_GIVEN EXERCISE_: Please pick out every line in the records below that contains the string "shoe", and copy each of those lines.

_DATASET EXCERPTS_:
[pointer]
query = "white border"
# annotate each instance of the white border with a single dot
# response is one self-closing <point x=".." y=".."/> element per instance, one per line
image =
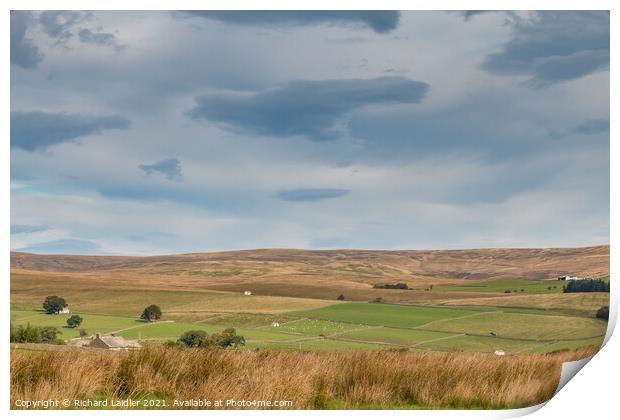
<point x="592" y="395"/>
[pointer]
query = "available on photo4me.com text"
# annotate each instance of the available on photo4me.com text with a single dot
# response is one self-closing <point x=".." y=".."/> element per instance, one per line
<point x="145" y="403"/>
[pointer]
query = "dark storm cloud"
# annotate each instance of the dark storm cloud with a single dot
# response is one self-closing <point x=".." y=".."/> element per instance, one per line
<point x="18" y="229"/>
<point x="554" y="46"/>
<point x="381" y="21"/>
<point x="23" y="51"/>
<point x="38" y="130"/>
<point x="303" y="107"/>
<point x="64" y="246"/>
<point x="170" y="168"/>
<point x="311" y="194"/>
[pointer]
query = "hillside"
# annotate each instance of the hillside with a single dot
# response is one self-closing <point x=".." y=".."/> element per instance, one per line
<point x="473" y="264"/>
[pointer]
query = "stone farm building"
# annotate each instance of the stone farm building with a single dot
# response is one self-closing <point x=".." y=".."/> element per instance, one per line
<point x="111" y="342"/>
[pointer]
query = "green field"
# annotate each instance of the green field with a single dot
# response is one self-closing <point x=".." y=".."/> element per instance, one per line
<point x="92" y="323"/>
<point x="338" y="327"/>
<point x="396" y="336"/>
<point x="513" y="285"/>
<point x="314" y="327"/>
<point x="384" y="314"/>
<point x="527" y="326"/>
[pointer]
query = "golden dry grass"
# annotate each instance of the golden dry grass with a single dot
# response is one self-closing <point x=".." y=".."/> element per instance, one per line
<point x="588" y="302"/>
<point x="386" y="379"/>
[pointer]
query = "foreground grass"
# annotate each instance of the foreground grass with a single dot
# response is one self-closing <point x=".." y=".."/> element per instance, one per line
<point x="310" y="380"/>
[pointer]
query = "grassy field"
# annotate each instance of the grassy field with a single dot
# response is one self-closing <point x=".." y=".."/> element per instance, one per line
<point x="383" y="314"/>
<point x="298" y="289"/>
<point x="525" y="326"/>
<point x="587" y="303"/>
<point x="512" y="285"/>
<point x="309" y="380"/>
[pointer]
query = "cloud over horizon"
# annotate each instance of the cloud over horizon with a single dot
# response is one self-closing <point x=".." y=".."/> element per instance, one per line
<point x="381" y="21"/>
<point x="308" y="108"/>
<point x="155" y="132"/>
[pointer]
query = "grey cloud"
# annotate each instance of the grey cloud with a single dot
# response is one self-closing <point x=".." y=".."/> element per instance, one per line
<point x="99" y="38"/>
<point x="381" y="21"/>
<point x="468" y="14"/>
<point x="311" y="194"/>
<point x="303" y="107"/>
<point x="170" y="168"/>
<point x="58" y="24"/>
<point x="19" y="229"/>
<point x="554" y="46"/>
<point x="592" y="127"/>
<point x="152" y="236"/>
<point x="24" y="53"/>
<point x="64" y="246"/>
<point x="36" y="130"/>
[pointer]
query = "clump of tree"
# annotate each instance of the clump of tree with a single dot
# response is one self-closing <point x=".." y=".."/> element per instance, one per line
<point x="603" y="313"/>
<point x="54" y="304"/>
<point x="151" y="313"/>
<point x="586" y="285"/>
<point x="194" y="338"/>
<point x="199" y="338"/>
<point x="31" y="334"/>
<point x="401" y="286"/>
<point x="74" y="321"/>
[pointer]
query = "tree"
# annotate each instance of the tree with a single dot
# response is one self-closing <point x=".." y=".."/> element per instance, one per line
<point x="151" y="313"/>
<point x="194" y="338"/>
<point x="49" y="334"/>
<point x="54" y="304"/>
<point x="603" y="313"/>
<point x="227" y="338"/>
<point x="25" y="334"/>
<point x="74" y="321"/>
<point x="586" y="285"/>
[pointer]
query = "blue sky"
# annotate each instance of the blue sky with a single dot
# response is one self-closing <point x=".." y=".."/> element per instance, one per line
<point x="162" y="132"/>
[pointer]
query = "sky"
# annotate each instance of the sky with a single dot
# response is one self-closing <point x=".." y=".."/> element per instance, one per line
<point x="143" y="133"/>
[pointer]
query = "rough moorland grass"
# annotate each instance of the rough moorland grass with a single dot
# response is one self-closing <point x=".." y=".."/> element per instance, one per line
<point x="525" y="326"/>
<point x="308" y="379"/>
<point x="384" y="314"/>
<point x="585" y="302"/>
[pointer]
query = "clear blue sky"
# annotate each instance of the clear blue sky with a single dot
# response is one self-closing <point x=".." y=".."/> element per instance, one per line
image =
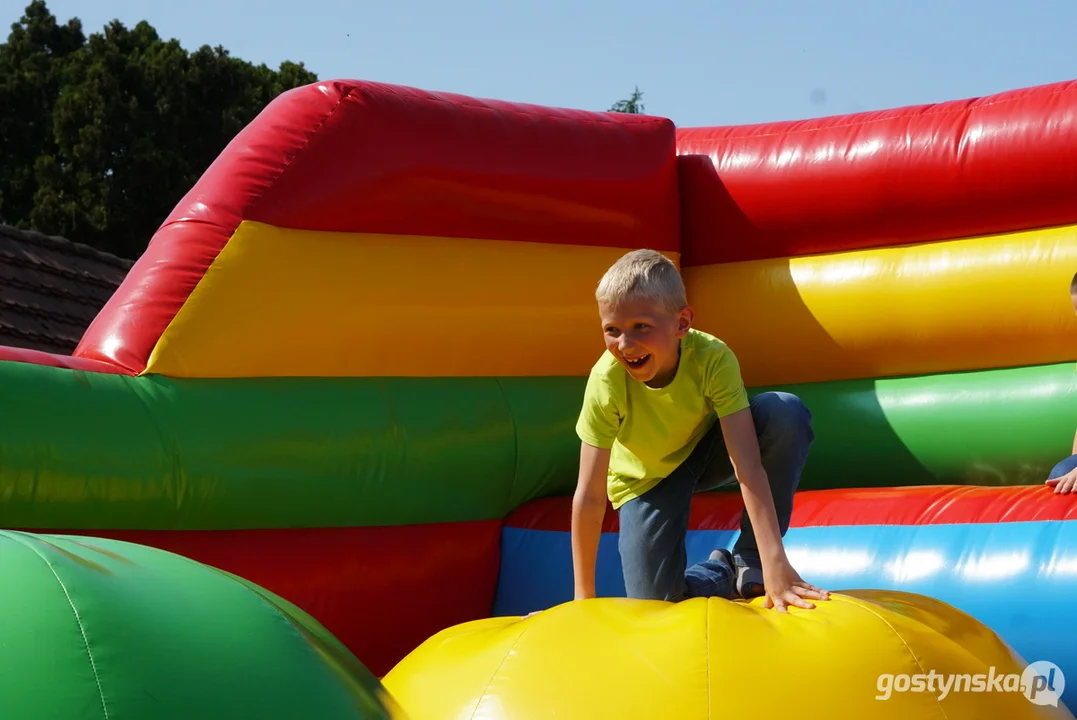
<point x="698" y="62"/>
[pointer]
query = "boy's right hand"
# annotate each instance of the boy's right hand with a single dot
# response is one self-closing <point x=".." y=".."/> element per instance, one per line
<point x="1065" y="484"/>
<point x="784" y="587"/>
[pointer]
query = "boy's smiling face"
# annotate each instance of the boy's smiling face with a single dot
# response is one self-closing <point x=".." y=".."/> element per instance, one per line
<point x="645" y="338"/>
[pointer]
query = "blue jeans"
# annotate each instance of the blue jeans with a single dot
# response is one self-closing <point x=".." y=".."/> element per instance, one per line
<point x="653" y="526"/>
<point x="1063" y="467"/>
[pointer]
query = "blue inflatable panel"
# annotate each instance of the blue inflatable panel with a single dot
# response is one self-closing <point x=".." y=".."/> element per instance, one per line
<point x="1019" y="578"/>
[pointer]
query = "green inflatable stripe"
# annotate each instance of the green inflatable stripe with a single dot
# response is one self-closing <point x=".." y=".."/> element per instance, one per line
<point x="996" y="427"/>
<point x="81" y="450"/>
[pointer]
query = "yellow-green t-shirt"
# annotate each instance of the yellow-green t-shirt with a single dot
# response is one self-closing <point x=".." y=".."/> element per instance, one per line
<point x="652" y="431"/>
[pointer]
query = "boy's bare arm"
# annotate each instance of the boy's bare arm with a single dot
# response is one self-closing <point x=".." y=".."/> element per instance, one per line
<point x="588" y="509"/>
<point x="783" y="584"/>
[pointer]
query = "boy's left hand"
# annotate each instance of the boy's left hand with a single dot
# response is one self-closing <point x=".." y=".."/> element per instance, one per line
<point x="785" y="587"/>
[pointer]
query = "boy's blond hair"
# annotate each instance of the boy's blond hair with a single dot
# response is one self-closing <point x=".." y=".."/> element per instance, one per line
<point x="643" y="274"/>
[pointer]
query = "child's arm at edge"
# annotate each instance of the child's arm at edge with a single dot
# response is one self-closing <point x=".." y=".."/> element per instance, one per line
<point x="588" y="510"/>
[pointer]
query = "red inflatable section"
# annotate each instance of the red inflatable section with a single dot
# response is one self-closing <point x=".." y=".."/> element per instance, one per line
<point x="365" y="157"/>
<point x="920" y="505"/>
<point x="996" y="164"/>
<point x="51" y="360"/>
<point x="381" y="591"/>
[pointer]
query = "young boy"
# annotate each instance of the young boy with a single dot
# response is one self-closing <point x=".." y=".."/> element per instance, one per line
<point x="666" y="414"/>
<point x="1063" y="476"/>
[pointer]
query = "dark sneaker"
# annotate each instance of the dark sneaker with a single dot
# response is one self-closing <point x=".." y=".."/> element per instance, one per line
<point x="750" y="582"/>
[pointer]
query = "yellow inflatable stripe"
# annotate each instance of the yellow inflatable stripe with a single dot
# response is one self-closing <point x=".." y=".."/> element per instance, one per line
<point x="963" y="305"/>
<point x="295" y="302"/>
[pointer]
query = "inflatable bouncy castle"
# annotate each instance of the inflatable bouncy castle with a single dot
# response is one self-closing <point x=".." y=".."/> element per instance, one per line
<point x="348" y="367"/>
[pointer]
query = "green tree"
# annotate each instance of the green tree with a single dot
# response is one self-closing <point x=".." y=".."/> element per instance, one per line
<point x="632" y="104"/>
<point x="109" y="131"/>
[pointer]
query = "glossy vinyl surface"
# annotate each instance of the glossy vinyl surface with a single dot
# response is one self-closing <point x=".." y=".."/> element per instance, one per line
<point x="895" y="311"/>
<point x="992" y="427"/>
<point x="99" y="629"/>
<point x="352" y="156"/>
<point x="917" y="505"/>
<point x="1005" y="555"/>
<point x="348" y="576"/>
<point x="9" y="354"/>
<point x="712" y="658"/>
<point x="361" y="305"/>
<point x="98" y="450"/>
<point x="979" y="166"/>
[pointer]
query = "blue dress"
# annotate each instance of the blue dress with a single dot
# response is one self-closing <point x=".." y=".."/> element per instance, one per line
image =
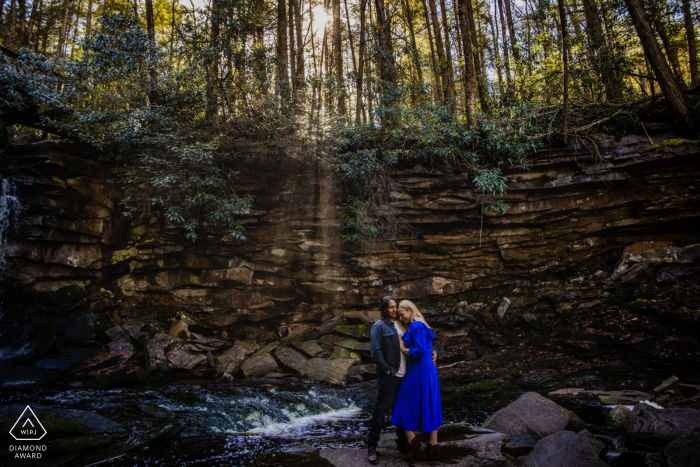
<point x="417" y="405"/>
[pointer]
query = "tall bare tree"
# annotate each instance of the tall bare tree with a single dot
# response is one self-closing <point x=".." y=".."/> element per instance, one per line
<point x="677" y="99"/>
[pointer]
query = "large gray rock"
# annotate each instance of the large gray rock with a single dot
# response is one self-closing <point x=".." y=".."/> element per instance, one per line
<point x="319" y="369"/>
<point x="156" y="349"/>
<point x="311" y="348"/>
<point x="668" y="423"/>
<point x="290" y="358"/>
<point x="184" y="359"/>
<point x="260" y="366"/>
<point x="478" y="450"/>
<point x="230" y="361"/>
<point x="683" y="451"/>
<point x="532" y="415"/>
<point x="565" y="449"/>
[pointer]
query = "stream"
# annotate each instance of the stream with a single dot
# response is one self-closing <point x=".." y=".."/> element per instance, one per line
<point x="236" y="423"/>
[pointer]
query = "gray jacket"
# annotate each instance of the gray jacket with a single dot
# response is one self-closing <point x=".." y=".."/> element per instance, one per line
<point x="384" y="347"/>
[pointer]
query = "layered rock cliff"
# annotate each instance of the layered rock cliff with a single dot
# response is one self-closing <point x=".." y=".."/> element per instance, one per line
<point x="579" y="223"/>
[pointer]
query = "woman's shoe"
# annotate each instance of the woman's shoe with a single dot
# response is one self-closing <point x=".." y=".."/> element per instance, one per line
<point x="429" y="453"/>
<point x="414" y="449"/>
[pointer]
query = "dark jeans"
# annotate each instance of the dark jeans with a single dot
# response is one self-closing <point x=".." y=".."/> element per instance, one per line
<point x="386" y="389"/>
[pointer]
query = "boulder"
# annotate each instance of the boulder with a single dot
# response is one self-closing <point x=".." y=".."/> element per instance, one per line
<point x="564" y="448"/>
<point x="618" y="418"/>
<point x="503" y="308"/>
<point x="156" y="349"/>
<point x="230" y="361"/>
<point x="184" y="359"/>
<point x="354" y="345"/>
<point x="133" y="329"/>
<point x="116" y="333"/>
<point x="481" y="449"/>
<point x="249" y="347"/>
<point x="180" y="329"/>
<point x="340" y="352"/>
<point x="311" y="348"/>
<point x="670" y="385"/>
<point x="259" y="366"/>
<point x="290" y="358"/>
<point x="319" y="369"/>
<point x="664" y="424"/>
<point x="683" y="451"/>
<point x="26" y="375"/>
<point x="531" y="415"/>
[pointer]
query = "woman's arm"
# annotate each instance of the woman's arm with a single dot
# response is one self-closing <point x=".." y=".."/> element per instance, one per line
<point x="420" y="342"/>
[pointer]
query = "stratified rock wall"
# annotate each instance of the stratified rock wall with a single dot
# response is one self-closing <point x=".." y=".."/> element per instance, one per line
<point x="572" y="212"/>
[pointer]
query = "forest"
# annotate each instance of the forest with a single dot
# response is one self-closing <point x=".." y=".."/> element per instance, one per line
<point x="180" y="94"/>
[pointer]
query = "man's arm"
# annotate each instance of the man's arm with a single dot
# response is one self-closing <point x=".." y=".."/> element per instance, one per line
<point x="375" y="345"/>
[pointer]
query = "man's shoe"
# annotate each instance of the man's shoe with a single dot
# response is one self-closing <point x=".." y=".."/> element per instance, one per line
<point x="429" y="453"/>
<point x="372" y="455"/>
<point x="414" y="449"/>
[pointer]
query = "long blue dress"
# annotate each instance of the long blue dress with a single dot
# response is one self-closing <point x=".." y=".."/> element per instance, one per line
<point x="417" y="405"/>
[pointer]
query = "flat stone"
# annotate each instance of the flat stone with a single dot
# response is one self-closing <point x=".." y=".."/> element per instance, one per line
<point x="230" y="361"/>
<point x="260" y="366"/>
<point x="290" y="358"/>
<point x="319" y="369"/>
<point x="665" y="424"/>
<point x="182" y="359"/>
<point x="670" y="384"/>
<point x="564" y="448"/>
<point x="531" y="415"/>
<point x="310" y="348"/>
<point x="340" y="352"/>
<point x="355" y="345"/>
<point x="478" y="450"/>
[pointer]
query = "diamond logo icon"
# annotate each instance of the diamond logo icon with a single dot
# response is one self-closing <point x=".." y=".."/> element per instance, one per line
<point x="28" y="427"/>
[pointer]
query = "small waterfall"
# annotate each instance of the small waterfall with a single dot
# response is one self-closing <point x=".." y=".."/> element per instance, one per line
<point x="10" y="208"/>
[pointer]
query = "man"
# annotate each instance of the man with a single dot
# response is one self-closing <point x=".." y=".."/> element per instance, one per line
<point x="385" y="351"/>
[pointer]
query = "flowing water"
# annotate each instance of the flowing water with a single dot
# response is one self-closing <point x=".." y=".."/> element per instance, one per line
<point x="232" y="424"/>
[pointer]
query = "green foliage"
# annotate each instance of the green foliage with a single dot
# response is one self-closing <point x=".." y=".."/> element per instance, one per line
<point x="353" y="224"/>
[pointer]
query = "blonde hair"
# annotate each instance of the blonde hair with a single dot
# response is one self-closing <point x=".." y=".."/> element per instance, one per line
<point x="415" y="314"/>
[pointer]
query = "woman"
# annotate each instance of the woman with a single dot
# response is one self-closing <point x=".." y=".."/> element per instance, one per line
<point x="417" y="404"/>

_CORRECT OUTPUT_:
query = "woman's shoe"
# annotate each instance of the woman's shoe with a single dot
query = "man's shoe"
# annotate each instance of the man's shoe with a single dot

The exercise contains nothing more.